== Excerpted text

Many have asked where in Haiti we are. The best map I've seen is here, from CNN. If you look to the bottom right of this map, we're very near the red square titled "Supermarket Rescue". That's the Caribbean Market, where most missionaries shopped.
So one of the groups living on our campus are the Haitian staff members of Quisqueya Christian School whose homes were all destroyed. There are lots of kids with them, with nothing to do. We found them some crayons, etc, and today Ben made a new best friend. First she was curious about his measuring device (we were measuring furniture before moving it).
We found her a Tootsie Pop
They made fishy faces back and forth:)
Ben tried to steal the Tootsie Pop:)
What a cutie.

====

--- Questions to answer ---
1. List every place, organization, and person named in the Haiti post.
2. Please copy the Haiti post word for word, from "So one of the" through "What a cutie.".
3. According to the Haiti post, what were they measuring before moving it?

== Collected data

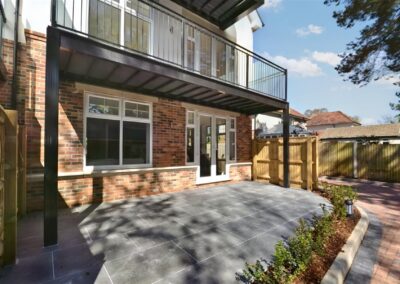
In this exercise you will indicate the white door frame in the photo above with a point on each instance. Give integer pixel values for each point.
(213, 177)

====

--- Expected responses ---
1. Haiti, CNN, the Caribbean Market, Quisqueya Christian School, Ben

2.
So one of the groups living on our campus are the Haitian staff members of Quisqueya Christian School whose homes were all destroyed. There are lots of kids with them, with nothing to do. We found them some crayons, etc, and today Ben made a new best friend. First she was curious about his measuring device (we were measuring furniture before moving it).
We found her a Tootsie Pop
They made fishy faces back and forth:)
Ben tried to steal the Tootsie Pop:)
What a cutie.

3. Furniture.